───── Dataset extract
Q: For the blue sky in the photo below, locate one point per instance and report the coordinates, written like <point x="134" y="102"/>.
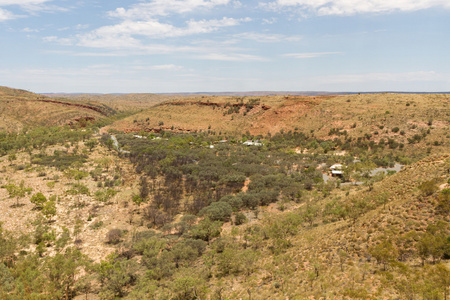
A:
<point x="156" y="46"/>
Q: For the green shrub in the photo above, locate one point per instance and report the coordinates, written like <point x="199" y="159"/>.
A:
<point x="217" y="211"/>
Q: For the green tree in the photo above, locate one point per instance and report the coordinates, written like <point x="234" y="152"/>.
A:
<point x="91" y="144"/>
<point x="18" y="191"/>
<point x="217" y="211"/>
<point x="49" y="209"/>
<point x="206" y="229"/>
<point x="39" y="200"/>
<point x="384" y="252"/>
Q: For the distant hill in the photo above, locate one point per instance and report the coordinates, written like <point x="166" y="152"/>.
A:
<point x="20" y="108"/>
<point x="403" y="118"/>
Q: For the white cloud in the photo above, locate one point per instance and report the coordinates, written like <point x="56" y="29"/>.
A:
<point x="152" y="8"/>
<point x="352" y="7"/>
<point x="231" y="57"/>
<point x="27" y="29"/>
<point x="123" y="34"/>
<point x="266" y="37"/>
<point x="419" y="76"/>
<point x="32" y="6"/>
<point x="22" y="2"/>
<point x="169" y="67"/>
<point x="309" y="54"/>
<point x="269" y="21"/>
<point x="6" y="15"/>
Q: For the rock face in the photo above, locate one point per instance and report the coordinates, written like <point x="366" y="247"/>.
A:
<point x="202" y="103"/>
<point x="96" y="109"/>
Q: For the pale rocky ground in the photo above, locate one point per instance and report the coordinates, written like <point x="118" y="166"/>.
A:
<point x="113" y="214"/>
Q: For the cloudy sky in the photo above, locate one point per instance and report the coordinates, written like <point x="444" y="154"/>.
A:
<point x="113" y="46"/>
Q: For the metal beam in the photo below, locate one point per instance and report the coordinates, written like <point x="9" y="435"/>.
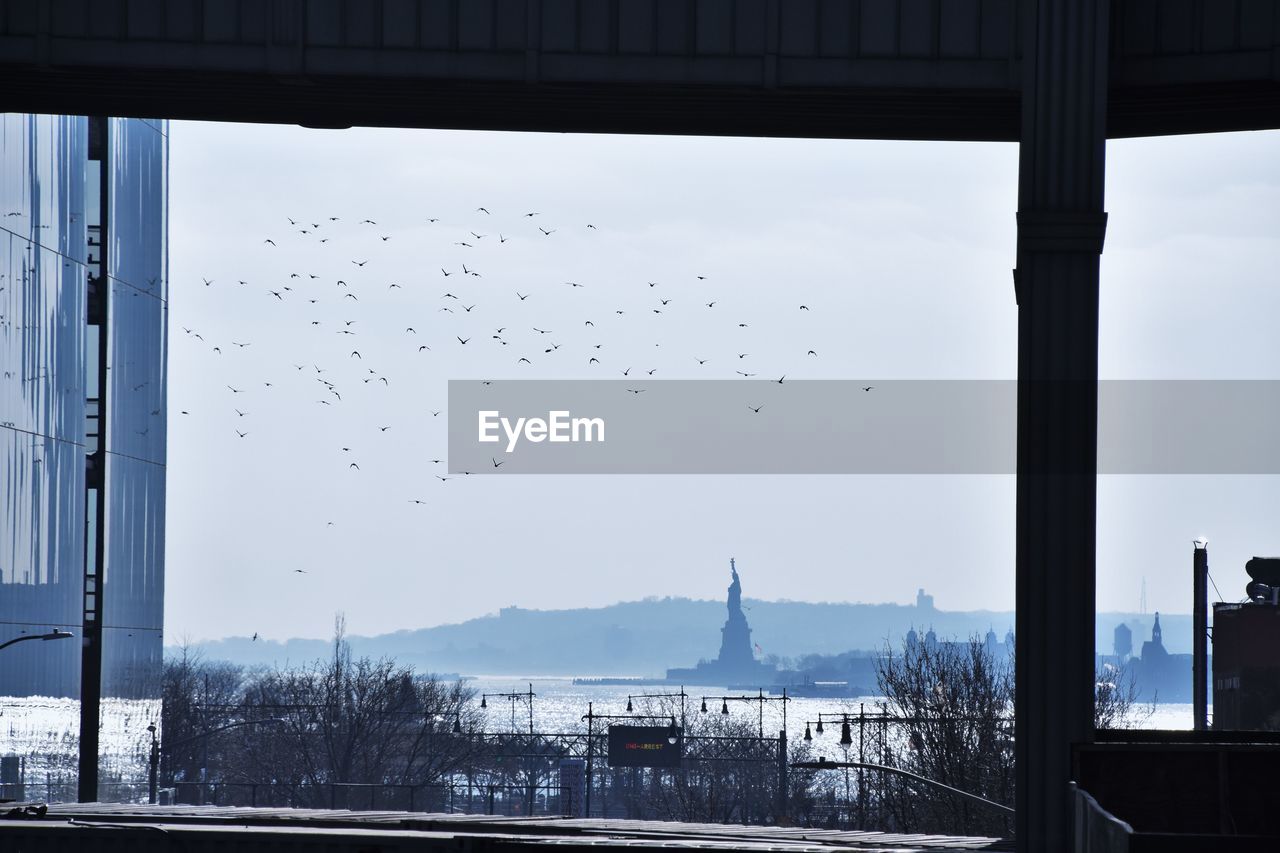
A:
<point x="1060" y="231"/>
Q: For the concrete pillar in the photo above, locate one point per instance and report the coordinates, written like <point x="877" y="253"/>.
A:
<point x="1060" y="231"/>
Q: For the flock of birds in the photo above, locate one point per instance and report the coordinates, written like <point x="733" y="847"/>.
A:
<point x="339" y="269"/>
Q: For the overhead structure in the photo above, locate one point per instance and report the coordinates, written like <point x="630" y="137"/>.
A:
<point x="1059" y="77"/>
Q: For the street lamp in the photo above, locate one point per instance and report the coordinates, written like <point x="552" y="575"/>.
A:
<point x="759" y="697"/>
<point x="54" y="634"/>
<point x="528" y="697"/>
<point x="681" y="696"/>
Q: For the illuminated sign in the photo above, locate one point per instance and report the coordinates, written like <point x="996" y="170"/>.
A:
<point x="645" y="746"/>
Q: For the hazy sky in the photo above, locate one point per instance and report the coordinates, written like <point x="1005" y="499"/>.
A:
<point x="901" y="250"/>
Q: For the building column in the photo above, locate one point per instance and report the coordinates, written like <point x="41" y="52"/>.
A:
<point x="1060" y="231"/>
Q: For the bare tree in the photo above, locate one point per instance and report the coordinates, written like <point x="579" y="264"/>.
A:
<point x="1115" y="699"/>
<point x="955" y="701"/>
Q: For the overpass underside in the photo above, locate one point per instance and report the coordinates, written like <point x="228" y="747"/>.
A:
<point x="900" y="69"/>
<point x="1059" y="77"/>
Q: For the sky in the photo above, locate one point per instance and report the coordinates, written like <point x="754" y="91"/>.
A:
<point x="332" y="500"/>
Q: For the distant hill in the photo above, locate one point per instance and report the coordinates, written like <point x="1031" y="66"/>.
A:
<point x="647" y="637"/>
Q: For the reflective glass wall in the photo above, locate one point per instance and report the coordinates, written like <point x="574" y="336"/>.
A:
<point x="56" y="409"/>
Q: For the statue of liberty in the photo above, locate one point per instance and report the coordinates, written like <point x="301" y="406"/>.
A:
<point x="735" y="592"/>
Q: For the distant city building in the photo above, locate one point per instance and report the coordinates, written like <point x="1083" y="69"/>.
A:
<point x="1160" y="675"/>
<point x="923" y="601"/>
<point x="83" y="323"/>
<point x="736" y="664"/>
<point x="1123" y="643"/>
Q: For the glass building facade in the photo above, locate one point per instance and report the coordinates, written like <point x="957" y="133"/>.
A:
<point x="83" y="324"/>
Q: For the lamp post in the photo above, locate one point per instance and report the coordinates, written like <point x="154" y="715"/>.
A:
<point x="54" y="634"/>
<point x="158" y="748"/>
<point x="513" y="698"/>
<point x="1200" y="634"/>
<point x="759" y="697"/>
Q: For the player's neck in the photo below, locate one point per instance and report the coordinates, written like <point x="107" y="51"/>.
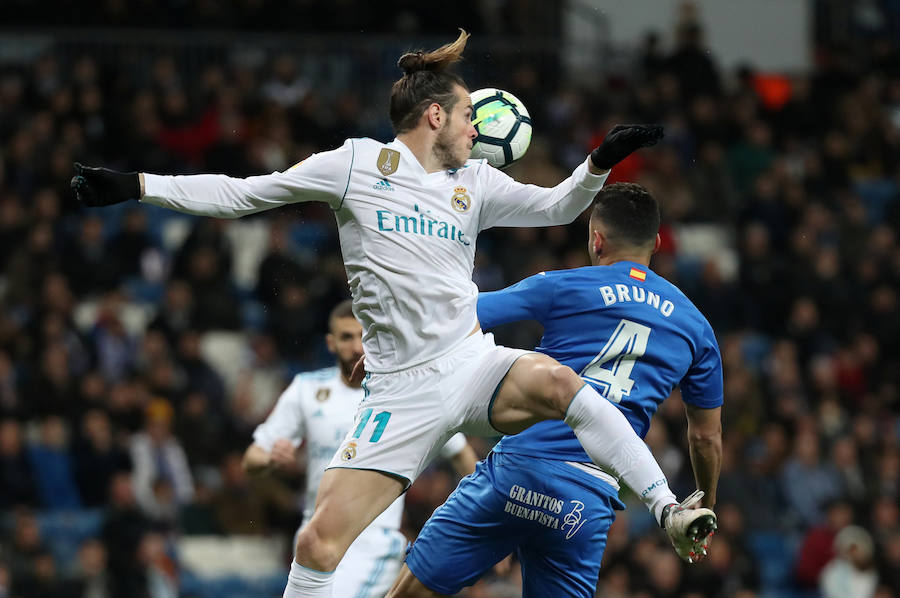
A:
<point x="422" y="147"/>
<point x="613" y="258"/>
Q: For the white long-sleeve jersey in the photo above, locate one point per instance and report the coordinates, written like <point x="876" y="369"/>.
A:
<point x="319" y="407"/>
<point x="407" y="236"/>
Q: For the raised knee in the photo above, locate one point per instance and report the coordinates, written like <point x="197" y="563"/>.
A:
<point x="563" y="384"/>
<point x="315" y="551"/>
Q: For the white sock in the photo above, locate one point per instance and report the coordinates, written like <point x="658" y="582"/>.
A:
<point x="610" y="442"/>
<point x="304" y="582"/>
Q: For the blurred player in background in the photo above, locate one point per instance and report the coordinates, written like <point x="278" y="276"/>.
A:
<point x="634" y="337"/>
<point x="319" y="407"/>
<point x="408" y="215"/>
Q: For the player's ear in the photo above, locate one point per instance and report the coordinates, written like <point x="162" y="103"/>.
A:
<point x="435" y="115"/>
<point x="597" y="241"/>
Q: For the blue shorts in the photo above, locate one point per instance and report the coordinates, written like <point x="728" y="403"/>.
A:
<point x="553" y="515"/>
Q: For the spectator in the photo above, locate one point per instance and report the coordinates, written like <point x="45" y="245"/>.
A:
<point x="98" y="458"/>
<point x="122" y="532"/>
<point x="808" y="482"/>
<point x="51" y="462"/>
<point x="242" y="508"/>
<point x="92" y="573"/>
<point x="852" y="572"/>
<point x="159" y="462"/>
<point x="16" y="478"/>
<point x="817" y="548"/>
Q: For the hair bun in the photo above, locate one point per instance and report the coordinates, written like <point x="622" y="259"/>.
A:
<point x="412" y="62"/>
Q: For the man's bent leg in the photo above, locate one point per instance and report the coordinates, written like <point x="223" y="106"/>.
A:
<point x="539" y="388"/>
<point x="408" y="586"/>
<point x="348" y="500"/>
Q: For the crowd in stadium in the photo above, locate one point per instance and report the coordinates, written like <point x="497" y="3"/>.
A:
<point x="112" y="403"/>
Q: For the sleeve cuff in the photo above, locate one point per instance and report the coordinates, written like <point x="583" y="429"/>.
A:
<point x="155" y="187"/>
<point x="454" y="446"/>
<point x="590" y="181"/>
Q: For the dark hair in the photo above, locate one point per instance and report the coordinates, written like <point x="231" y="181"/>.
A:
<point x="629" y="213"/>
<point x="344" y="309"/>
<point x="426" y="79"/>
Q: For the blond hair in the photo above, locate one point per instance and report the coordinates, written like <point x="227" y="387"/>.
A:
<point x="426" y="79"/>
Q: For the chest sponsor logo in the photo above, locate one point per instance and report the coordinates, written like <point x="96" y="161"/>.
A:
<point x="422" y="223"/>
<point x="388" y="161"/>
<point x="461" y="201"/>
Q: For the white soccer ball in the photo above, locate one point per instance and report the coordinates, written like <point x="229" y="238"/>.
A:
<point x="503" y="125"/>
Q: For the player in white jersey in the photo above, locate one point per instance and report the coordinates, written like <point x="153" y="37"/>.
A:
<point x="408" y="215"/>
<point x="318" y="407"/>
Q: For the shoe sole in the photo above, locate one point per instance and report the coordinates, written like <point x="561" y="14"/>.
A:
<point x="702" y="527"/>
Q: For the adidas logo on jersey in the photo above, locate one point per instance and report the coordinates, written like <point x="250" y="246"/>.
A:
<point x="382" y="185"/>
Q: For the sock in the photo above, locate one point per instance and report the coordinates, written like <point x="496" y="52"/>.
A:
<point x="610" y="442"/>
<point x="308" y="583"/>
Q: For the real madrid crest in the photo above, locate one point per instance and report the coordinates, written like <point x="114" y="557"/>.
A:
<point x="388" y="161"/>
<point x="461" y="200"/>
<point x="349" y="451"/>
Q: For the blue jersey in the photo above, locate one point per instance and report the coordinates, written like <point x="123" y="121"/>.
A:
<point x="627" y="331"/>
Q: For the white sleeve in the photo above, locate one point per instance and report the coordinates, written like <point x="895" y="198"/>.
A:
<point x="454" y="446"/>
<point x="510" y="203"/>
<point x="321" y="177"/>
<point x="285" y="421"/>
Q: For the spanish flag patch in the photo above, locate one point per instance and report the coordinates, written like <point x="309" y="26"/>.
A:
<point x="638" y="274"/>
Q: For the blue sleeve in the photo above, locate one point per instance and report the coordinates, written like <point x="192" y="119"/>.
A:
<point x="525" y="300"/>
<point x="702" y="385"/>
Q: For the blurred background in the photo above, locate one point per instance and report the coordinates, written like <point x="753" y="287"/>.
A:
<point x="129" y="327"/>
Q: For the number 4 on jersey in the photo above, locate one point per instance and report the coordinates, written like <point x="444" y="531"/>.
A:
<point x="611" y="369"/>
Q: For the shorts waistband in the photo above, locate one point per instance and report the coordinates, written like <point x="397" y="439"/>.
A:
<point x="435" y="363"/>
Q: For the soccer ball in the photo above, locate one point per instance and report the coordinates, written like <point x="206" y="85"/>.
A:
<point x="503" y="125"/>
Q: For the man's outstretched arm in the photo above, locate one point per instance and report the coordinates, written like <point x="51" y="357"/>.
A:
<point x="321" y="177"/>
<point x="705" y="441"/>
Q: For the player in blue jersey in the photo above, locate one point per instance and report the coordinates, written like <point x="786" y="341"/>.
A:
<point x="634" y="337"/>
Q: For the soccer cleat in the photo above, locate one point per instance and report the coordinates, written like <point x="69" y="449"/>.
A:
<point x="689" y="530"/>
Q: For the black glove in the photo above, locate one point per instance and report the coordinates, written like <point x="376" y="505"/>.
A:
<point x="621" y="141"/>
<point x="104" y="187"/>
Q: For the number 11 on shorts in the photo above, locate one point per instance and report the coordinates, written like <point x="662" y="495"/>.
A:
<point x="380" y="424"/>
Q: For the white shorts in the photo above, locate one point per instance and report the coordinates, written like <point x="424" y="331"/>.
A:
<point x="370" y="565"/>
<point x="407" y="416"/>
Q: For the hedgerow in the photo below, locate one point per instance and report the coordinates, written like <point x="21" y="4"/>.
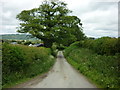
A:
<point x="21" y="62"/>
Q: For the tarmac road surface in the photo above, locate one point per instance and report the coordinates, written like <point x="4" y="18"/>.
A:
──────────
### What is asked
Please output exactly the lines from the line containing "Q: For the black" through the last line of the records above, both included, and leave out any pictures.

### Result of this exercise
Q: For the black glove in the photo above, locate one point per instance and report the coordinates, written like <point x="376" y="505"/>.
A:
<point x="621" y="141"/>
<point x="104" y="187"/>
Q: For the number 11 on shorts in the photo above, locate one point per instance and report the coordinates, written like <point x="662" y="495"/>.
A:
<point x="380" y="424"/>
Q: For the white shorts in the photo above, locate one point per instance and report the coordinates, written like <point x="424" y="331"/>.
A:
<point x="370" y="565"/>
<point x="407" y="416"/>
Q: For the hedgerow in the photo below, locate one point per instance and report the coordinates, written like <point x="21" y="4"/>.
A:
<point x="21" y="62"/>
Q: For the tarmac road surface in the photo above, locate one point per instance and report the coordinates, written like <point x="4" y="18"/>.
A:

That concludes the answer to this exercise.